● **OBJECTIVE**:
Below is a block of records; repeat each one exactly.

● **LISTED ENTRIES**:
————————

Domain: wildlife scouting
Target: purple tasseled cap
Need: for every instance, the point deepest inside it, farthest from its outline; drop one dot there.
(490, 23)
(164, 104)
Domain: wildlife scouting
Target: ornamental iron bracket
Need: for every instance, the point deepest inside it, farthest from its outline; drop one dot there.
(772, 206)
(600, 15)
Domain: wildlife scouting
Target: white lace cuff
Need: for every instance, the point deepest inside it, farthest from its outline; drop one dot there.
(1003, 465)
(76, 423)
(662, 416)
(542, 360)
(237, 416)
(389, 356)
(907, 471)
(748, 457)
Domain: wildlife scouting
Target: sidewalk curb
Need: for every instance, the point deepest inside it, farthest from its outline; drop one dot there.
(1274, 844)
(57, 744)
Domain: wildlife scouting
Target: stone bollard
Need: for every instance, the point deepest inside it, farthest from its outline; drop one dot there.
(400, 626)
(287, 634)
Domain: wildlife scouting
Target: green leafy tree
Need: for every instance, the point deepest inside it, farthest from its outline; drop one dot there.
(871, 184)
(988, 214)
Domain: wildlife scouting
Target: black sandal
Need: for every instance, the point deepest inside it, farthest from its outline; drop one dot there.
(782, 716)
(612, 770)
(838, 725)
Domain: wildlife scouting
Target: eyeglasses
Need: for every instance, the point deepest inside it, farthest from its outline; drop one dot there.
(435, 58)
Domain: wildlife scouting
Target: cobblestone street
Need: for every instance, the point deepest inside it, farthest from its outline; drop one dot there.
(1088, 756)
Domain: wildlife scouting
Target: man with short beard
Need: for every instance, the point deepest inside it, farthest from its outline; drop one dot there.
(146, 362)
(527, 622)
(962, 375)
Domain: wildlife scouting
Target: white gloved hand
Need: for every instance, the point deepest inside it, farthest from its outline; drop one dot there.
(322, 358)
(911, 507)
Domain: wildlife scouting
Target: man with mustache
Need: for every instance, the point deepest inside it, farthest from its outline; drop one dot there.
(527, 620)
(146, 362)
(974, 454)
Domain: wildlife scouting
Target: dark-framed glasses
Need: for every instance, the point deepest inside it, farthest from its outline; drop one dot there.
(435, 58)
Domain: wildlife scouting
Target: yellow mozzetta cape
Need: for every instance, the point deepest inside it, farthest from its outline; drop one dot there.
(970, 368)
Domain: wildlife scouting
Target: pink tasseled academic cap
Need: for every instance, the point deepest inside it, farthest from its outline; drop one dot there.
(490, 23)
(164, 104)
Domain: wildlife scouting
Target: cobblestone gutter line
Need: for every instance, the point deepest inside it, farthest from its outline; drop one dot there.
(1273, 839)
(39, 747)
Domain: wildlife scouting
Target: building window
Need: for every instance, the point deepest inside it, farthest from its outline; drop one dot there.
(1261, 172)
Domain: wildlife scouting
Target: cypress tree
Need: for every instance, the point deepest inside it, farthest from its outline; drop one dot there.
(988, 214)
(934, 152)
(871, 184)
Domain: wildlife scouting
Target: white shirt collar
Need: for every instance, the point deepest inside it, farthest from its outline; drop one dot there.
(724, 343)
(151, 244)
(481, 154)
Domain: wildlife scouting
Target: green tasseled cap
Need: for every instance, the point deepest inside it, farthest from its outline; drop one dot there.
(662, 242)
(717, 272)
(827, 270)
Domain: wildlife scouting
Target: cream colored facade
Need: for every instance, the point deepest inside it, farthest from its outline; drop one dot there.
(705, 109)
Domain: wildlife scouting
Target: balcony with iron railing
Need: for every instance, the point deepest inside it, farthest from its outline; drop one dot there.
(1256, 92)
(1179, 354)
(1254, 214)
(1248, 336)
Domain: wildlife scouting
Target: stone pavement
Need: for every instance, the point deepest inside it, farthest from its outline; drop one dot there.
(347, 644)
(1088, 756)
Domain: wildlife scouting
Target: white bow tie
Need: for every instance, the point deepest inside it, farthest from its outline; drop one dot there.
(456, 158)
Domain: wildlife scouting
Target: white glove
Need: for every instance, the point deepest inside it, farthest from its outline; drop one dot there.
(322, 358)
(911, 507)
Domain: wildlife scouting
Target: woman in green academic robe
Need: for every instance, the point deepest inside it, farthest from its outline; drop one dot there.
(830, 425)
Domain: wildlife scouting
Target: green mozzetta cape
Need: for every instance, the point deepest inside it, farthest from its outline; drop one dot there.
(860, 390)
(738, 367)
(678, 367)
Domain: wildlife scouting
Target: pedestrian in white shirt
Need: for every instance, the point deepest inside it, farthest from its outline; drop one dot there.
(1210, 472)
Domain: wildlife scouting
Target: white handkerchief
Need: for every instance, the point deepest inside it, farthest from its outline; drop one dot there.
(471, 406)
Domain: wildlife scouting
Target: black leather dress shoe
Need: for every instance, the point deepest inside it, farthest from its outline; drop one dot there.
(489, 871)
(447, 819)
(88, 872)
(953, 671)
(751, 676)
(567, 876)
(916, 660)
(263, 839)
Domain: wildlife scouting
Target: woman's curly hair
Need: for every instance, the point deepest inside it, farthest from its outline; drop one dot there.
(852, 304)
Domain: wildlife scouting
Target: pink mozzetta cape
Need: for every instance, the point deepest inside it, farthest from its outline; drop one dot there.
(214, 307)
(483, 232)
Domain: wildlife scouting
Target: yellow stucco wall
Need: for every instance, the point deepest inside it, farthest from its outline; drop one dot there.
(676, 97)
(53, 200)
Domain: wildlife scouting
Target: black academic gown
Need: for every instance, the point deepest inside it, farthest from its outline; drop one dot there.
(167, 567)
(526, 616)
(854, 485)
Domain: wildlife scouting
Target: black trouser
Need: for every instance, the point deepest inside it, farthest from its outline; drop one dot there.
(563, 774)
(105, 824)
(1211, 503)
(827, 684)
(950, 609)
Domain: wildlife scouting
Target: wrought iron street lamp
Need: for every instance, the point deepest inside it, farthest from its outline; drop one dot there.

————————

● **CORRECT OUTPUT**:
Domain: wildlife scouting
Target: purple tasseled cap
Need: for every instance, the point deepest inside it, farthest from its outline; drop one dot there.
(490, 23)
(164, 104)
Domain: wildlife scouting
Target: ornamental iron bracket
Need: for every instance, the point deepest inside it, farthest from its outline; drop one dot there.
(772, 206)
(600, 15)
Domain: wildlife scouting
Target: white lace cuff
Need: for every instance, the point deepest inside it, farthest from its outline; drop one dot there.
(1003, 465)
(76, 423)
(662, 416)
(542, 360)
(237, 416)
(389, 356)
(907, 471)
(748, 457)
Domain: wildlife scouting
Target: sidewalk curb
Need: for every instance, the point deepest inside it, farthest from its outline; drop one dot there.
(1274, 844)
(57, 744)
Domain: wildlife scouting
Target: stone bollard
Need: for every instance, the point deepest inside it, farthest from its outline; drop one dot there.
(400, 626)
(287, 634)
Domain: wildlife scouting
Target: green leafy tree
Need: for every instance, the point deepest inside it, farthest from its outline; drop one dot there.
(871, 184)
(988, 214)
Domain: wildlife scouting
Target: black sandal
Need: for every instance, the point deepest inside it, farthest from its outline; drop one dot there.
(782, 716)
(612, 770)
(838, 725)
Domain: wildlife scouting
Target: eyeglasses
Need: for every instance, the point deepest inside it, farthest from its outline; drop one dot there.
(435, 58)
Domain: wildlife scouting
Target: cobblestone street
Need: for every instance, the point deepest inside it, farthest from its outline; drop one dot there.
(1088, 756)
Domain: wildlife scouting
Target: man with short beard
Need: for every instance, the point deepest inside it, farthest from its outline; drop one dot there.
(146, 362)
(527, 622)
(962, 375)
Domain: wildlife scouting
Target: white gloved hand
Need: for every instance, the point deepest inside it, farthest from its outline; drop one dot there.
(322, 358)
(911, 507)
Domain: wildlife scouting
Target: man with mustache
Need: for every instance, the point deepest inside it, farthest from its outline; drop one dot there.
(527, 620)
(146, 362)
(974, 454)
Domain: wildlife scouting
Target: dark-framed glasses
Need: for every instance, the point deepest inside it, farthest from its outline; drop one dot there.
(435, 58)
Domain: wildlife scouting
Target: yellow mozzetta cape
Need: for every instance, the point deepest inside it, farthest from its outline; drop one dot there.
(970, 368)
Domain: wildlife scouting
Target: pink tasseled academic cap
Need: for every instance, the point deepest inside it, farthest from its outline; drop one dot there.
(490, 23)
(164, 104)
Domain: wildlife scouting
Target: cobblestone gutter line
Need: for every instance, the point deepest inside it, farthest from its outline; drop one dot there.
(1273, 839)
(39, 747)
Domain: wildlife scouting
Target: building window
Need: for every instance, the point deepest inside it, farthest from its outline; drop one dot there.
(1261, 172)
Domain: wildlife scouting
Target: cypress tree
Need: for every instance, the point deepest inside it, farthest from its outline; drop one dot there.
(988, 214)
(934, 152)
(871, 184)
Domain: wildlife scouting
Target: white shirt collar
Need: for every instance, the point deepest inside it, farthest from its outline; drop one dot there.
(724, 343)
(151, 244)
(481, 154)
Domain: wildlife scouting
Target: green tasseled cap
Need: for every instance, the point deepest inside it, farthest from its outline; drop one dot there.
(662, 242)
(717, 272)
(827, 270)
Domain: wildlife scouting
Target: cream colored facade
Need: for every instance, the point deepest inside it, farthest from its outline; drop one dot there.
(705, 109)
Domain: wildlife scouting
Target: balcony with iron railing
Need: for every instance, the point deepest inside it, farthest from its outline; drop one dot there.
(1256, 92)
(1179, 354)
(1254, 214)
(1248, 336)
Domain: wildlife scouting
Target: stone pavement
Need: for every instance, the point deepest inside it, farthest from its outline; drop one dot there.
(347, 644)
(1088, 756)
Domain: wildlife scouting
Target: white bow tie
Need: for every instance, the point deepest inside it, farthest from its outline; drop one dot there.
(456, 158)
Domain: wildlife scouting
Target: white glove
Need: for every instance, the point deepest inside it, farthest from its outline; drop one dot there.
(322, 358)
(911, 507)
Domain: wildlife scouting
Target: woman in green academic robe
Need: for every instance, the point deepest inside it, farthest from its outline; drop one dot there.
(830, 425)
Domain: wildlife scouting
Target: green mozzetta cape
Need: for every instance, the point deepest inside it, farthest from its outline; drop one dot there.
(860, 390)
(738, 367)
(678, 367)
Domain: wildlife scouting
Target: pedestrian in white shirt
Need: for every instance, the point deepest inside it, farthest from its outline; drop one dot there.
(1210, 472)
Domain: wildlife scouting
Target: white handkerchief
Need: for every instance, the point deepest inside it, farthest from its outline; drop one dot there.
(471, 406)
Domain: wildlife scouting
Target: black leather dress shoe
Need: for every instance, the point deepest inside it, farthest from its outline; drop one dot there.
(489, 871)
(447, 819)
(88, 872)
(953, 671)
(751, 676)
(567, 876)
(916, 660)
(263, 839)
Domain: wildlife scouting
Target: woman's curly hair
Need: for every instance, the point deepest inside it, farthest from its outline; drop one dot there.
(852, 304)
Domain: wildlife scouting
Target: pink mozzetta cape
Need: for every instance, the point deepest inside it, farthest from its outline; drop one dot there.
(214, 307)
(483, 232)
Domain: wildlife scouting
Target: yellow stucco wall
Need: for every instance, the point deepest inside it, farthest from its outline; drop one dot there.
(676, 97)
(53, 200)
Domain: wildlife scouting
Target: black academic gown
Need: for every instance, the point deepest inside it, farthest from its outline; drop one dot there.
(167, 567)
(526, 616)
(854, 485)
Domain: wildlife scouting
Target: black trouser
Need: for every instance, the point deepest inside it, farthest from its outline; drop one dot there.
(563, 774)
(105, 824)
(1211, 503)
(827, 684)
(950, 609)
Domain: wildlife scouting
Target: wrought iron street lamp
Need: for every instance, the point deepest inside it, farthest from its outline; drop one dot there.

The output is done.